#### [DOCUMENT]
-----
Time for more Ansible content! There’s a lot of talk about “collections” in the Ansible community at the moment, and rightly so. It’s a big change, and it needs to be done right - so I’ve been working on some analysis of our community to understand how to make this as smooth as we can. In this post, I’ll take you through what I’ve learned so far….

## What’s the goal?

Collections will require us to carve up the existing lib/ansible/modules directory into smaller separate repositories. We need to decide how that’s going to be done. In other words:

How does contributor activity influence collection design?

While logical grouping of modules will determine much of the separation, we should also consider the cost to the community. If we cause a lot of extra admin or large changes to workflow, then we will lose many contributors. Forcing a contributor to commit to 5 new repositories instead of just ansible/ansible would not go well. For those of you that have been contributing to Ansible for a long time, you may remember pain when tests and modules were in separate repositories (ansible/ansible-modules-extra and ansible/ansible respectively).
-----
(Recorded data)
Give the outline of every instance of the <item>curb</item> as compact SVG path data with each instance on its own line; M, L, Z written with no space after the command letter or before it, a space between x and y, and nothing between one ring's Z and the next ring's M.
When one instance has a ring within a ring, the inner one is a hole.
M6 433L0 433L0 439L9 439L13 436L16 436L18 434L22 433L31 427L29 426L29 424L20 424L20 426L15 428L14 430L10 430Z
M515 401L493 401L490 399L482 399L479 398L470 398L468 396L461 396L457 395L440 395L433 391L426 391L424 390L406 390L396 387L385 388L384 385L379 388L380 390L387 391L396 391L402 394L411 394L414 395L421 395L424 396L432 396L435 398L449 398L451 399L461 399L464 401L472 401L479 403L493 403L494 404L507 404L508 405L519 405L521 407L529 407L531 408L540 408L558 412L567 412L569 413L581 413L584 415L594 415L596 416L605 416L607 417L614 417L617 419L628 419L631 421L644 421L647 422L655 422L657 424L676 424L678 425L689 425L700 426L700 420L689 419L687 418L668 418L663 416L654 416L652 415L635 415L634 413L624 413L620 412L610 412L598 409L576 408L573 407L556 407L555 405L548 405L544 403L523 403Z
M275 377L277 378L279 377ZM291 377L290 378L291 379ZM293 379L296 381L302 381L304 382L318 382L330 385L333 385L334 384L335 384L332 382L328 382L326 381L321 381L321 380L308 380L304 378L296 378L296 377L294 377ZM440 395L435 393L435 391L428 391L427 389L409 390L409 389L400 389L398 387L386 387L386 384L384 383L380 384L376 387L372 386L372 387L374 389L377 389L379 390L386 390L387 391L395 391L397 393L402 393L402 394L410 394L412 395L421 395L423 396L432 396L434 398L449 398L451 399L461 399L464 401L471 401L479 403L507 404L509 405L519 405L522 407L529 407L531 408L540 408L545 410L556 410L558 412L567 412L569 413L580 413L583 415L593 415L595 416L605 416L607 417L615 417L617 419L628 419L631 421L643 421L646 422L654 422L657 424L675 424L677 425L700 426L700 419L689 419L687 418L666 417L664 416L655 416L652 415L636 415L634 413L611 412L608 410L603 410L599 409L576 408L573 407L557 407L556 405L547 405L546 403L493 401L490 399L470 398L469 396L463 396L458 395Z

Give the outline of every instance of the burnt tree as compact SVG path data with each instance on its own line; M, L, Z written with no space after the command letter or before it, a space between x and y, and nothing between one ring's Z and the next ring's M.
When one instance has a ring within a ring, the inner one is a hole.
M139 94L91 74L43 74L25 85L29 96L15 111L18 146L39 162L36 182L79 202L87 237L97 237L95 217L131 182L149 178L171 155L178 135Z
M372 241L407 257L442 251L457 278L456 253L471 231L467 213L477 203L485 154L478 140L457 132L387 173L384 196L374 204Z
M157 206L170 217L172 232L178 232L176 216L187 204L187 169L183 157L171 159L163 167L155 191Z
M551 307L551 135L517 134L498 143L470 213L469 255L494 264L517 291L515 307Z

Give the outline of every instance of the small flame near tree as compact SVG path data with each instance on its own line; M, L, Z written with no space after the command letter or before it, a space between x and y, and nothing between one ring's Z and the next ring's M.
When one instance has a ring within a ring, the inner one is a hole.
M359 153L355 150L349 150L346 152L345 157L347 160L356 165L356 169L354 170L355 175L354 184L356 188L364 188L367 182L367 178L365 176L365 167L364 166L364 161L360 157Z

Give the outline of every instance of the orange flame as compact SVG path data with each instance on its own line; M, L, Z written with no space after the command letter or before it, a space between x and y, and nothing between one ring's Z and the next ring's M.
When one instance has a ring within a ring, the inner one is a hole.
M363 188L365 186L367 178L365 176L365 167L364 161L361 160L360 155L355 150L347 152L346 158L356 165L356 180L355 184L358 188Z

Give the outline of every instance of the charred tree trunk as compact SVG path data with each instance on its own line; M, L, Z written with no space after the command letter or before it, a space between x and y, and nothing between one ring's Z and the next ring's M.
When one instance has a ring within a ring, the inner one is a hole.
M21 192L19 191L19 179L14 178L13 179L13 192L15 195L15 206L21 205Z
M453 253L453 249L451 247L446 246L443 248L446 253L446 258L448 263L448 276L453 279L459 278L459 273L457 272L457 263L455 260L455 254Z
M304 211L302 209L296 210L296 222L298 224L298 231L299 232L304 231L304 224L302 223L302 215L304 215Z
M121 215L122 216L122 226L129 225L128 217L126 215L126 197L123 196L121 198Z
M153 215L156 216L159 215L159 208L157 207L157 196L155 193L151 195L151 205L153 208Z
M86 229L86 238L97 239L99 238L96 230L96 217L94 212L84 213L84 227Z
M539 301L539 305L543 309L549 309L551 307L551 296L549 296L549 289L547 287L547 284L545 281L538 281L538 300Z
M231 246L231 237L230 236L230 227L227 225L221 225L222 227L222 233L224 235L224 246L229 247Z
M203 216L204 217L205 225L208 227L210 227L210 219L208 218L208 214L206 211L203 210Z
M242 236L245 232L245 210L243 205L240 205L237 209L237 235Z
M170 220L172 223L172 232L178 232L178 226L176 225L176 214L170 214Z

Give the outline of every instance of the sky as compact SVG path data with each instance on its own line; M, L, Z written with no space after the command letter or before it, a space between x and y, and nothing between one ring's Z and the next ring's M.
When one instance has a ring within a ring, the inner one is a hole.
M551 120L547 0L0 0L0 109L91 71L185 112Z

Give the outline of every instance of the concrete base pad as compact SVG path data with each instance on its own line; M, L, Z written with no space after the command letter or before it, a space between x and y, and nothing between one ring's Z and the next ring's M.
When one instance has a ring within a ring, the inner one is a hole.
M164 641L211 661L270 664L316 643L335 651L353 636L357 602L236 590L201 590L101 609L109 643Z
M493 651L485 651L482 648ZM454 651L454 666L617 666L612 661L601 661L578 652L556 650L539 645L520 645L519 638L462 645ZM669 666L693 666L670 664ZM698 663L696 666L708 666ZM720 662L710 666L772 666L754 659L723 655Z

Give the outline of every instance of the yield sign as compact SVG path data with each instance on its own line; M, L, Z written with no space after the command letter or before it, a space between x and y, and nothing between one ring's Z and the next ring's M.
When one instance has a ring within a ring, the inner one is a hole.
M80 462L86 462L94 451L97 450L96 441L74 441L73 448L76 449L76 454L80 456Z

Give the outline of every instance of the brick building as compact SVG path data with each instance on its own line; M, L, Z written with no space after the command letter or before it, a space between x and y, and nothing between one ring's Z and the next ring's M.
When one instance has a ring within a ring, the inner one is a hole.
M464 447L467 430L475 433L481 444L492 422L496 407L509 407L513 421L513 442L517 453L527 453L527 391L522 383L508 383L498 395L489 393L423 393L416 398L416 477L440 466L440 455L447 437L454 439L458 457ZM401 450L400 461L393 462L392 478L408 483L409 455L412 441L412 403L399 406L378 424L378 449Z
-----
Duplicate the passage of the Ansible collections post between "Time for more" and "What’s the goal?", inclusive.

#### [RESULT FOR THIS TASK]
Time for more Ansible content! There’s a lot of talk about “collections” in the Ansible community at the moment, and rightly so. It’s a big change, and it needs to be done right - so I’ve been working on some analysis of our community to understand how to make this as smooth as we can. In this post, I’ll take you through what I’ve learned so far….

## What’s the goal?